───── Given information ─────

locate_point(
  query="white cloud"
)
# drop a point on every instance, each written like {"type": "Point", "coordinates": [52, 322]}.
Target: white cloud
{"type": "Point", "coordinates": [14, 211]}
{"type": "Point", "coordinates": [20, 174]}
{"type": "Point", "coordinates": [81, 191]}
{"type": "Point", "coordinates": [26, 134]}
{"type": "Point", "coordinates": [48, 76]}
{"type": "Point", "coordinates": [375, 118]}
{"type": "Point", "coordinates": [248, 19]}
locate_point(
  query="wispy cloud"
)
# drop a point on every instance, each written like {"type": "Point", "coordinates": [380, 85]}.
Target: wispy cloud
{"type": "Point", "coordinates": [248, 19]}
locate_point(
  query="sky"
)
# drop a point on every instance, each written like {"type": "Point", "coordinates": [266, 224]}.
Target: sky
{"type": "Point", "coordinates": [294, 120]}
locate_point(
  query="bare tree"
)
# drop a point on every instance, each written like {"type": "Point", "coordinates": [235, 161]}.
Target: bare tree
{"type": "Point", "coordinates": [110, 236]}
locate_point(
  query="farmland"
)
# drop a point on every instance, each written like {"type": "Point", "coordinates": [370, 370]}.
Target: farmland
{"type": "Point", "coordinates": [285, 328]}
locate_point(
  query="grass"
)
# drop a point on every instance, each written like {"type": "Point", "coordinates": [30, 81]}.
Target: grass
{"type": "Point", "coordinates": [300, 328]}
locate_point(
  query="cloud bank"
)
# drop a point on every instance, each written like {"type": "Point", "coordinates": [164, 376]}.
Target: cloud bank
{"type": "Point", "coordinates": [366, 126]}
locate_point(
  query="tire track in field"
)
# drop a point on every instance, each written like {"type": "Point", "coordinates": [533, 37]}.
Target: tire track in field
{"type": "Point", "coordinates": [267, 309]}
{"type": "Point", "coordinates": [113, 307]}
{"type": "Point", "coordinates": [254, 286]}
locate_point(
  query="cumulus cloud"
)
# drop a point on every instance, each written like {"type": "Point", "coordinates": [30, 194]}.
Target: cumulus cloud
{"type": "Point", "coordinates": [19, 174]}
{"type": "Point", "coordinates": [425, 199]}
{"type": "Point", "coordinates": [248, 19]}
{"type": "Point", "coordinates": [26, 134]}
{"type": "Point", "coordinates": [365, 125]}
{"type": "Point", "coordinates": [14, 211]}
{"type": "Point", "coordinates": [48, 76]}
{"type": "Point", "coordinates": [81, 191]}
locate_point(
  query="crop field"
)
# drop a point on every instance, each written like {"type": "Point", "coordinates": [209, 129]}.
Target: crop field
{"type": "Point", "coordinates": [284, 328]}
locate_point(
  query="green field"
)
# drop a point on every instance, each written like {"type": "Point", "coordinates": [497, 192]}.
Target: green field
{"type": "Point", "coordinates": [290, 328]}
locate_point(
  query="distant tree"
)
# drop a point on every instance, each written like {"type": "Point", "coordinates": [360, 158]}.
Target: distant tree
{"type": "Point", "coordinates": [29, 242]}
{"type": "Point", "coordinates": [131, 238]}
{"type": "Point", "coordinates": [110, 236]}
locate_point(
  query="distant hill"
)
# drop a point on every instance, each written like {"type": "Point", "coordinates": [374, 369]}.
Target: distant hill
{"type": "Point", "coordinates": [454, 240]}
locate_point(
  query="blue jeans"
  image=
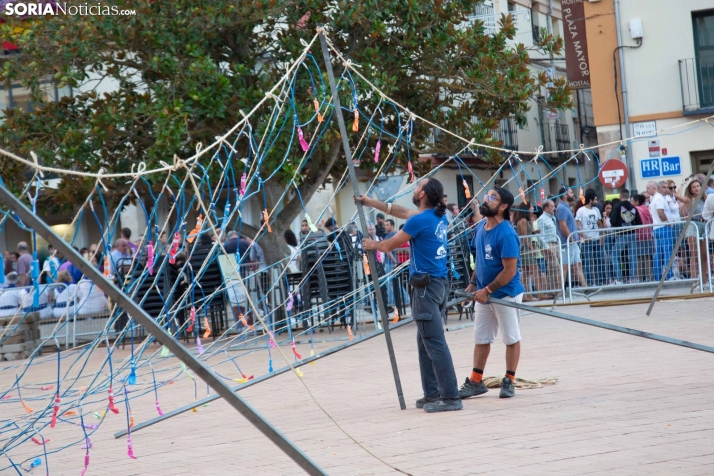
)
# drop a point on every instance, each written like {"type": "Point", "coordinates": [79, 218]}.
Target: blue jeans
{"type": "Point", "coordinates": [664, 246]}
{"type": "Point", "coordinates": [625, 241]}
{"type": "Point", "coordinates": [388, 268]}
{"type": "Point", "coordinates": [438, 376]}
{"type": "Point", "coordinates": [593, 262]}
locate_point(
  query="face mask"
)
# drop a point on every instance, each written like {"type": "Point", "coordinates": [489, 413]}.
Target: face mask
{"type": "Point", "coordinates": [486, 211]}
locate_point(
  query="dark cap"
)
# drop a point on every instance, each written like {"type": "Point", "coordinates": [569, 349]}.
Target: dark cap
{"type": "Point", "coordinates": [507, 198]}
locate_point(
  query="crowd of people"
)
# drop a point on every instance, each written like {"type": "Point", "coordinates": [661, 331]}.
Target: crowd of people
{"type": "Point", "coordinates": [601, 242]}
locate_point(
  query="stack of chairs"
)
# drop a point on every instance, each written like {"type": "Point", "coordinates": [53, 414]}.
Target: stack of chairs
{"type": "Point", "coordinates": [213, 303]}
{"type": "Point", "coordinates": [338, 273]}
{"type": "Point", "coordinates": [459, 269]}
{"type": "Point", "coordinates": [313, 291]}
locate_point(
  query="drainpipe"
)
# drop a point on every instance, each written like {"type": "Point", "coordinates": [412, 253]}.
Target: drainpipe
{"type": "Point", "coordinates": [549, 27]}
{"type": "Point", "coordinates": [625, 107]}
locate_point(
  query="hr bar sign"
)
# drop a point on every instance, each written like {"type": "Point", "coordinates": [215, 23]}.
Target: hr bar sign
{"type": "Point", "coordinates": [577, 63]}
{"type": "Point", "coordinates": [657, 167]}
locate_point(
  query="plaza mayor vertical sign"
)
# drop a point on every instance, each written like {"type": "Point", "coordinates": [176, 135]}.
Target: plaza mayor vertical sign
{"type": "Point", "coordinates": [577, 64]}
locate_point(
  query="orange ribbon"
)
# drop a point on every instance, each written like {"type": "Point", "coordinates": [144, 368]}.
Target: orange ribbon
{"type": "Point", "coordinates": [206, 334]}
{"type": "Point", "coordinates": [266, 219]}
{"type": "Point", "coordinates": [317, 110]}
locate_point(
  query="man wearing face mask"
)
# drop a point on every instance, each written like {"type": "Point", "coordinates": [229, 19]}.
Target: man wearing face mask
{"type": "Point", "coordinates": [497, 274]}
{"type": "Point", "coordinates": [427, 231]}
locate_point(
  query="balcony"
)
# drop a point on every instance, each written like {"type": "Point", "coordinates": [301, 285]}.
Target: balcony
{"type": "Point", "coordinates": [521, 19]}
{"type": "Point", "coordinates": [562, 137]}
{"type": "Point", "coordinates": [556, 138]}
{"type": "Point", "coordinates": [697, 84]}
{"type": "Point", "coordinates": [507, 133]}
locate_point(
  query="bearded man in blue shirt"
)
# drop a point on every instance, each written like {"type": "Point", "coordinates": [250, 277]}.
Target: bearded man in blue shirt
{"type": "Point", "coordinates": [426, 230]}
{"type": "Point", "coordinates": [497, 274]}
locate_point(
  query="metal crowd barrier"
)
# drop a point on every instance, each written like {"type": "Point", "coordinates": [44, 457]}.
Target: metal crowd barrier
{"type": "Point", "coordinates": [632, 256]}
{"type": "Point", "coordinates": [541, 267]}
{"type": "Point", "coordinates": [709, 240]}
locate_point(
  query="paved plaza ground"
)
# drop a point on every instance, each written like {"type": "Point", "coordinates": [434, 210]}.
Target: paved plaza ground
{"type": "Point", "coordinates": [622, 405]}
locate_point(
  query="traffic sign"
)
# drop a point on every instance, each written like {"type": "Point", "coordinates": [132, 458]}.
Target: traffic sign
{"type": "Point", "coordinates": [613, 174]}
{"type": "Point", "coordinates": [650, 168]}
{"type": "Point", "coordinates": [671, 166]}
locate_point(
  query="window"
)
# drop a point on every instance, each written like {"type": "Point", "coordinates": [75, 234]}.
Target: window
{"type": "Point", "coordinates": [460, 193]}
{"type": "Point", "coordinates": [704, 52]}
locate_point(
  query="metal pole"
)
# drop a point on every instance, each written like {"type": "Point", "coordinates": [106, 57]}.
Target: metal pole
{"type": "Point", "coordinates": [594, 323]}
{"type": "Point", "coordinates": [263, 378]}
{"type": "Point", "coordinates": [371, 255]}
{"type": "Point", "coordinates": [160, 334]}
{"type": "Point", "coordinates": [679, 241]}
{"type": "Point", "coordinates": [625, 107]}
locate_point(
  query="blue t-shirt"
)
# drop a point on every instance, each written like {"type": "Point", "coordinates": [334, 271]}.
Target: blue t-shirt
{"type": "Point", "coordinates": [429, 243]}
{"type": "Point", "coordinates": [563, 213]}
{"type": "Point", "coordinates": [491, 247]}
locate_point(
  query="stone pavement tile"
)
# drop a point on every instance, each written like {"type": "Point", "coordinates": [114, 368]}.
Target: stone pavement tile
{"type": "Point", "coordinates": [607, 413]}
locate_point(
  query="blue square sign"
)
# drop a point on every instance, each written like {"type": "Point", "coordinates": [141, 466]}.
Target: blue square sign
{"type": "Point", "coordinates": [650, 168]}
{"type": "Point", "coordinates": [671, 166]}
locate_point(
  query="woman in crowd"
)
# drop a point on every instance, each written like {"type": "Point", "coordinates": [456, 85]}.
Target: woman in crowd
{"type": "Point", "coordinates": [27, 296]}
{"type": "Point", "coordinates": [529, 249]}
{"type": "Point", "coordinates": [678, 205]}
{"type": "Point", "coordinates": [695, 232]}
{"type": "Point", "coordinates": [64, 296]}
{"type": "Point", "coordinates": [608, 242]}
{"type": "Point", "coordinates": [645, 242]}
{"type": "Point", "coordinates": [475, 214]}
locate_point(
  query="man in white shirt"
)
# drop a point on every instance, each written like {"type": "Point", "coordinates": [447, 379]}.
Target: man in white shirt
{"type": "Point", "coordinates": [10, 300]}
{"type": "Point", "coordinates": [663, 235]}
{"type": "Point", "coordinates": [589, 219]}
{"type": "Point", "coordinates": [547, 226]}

─────

Extract every line from the entries above that contains the word "face".

Completed task:
  query="face mask"
Target: face mask
  query="man wearing face mask"
Target: man wearing face mask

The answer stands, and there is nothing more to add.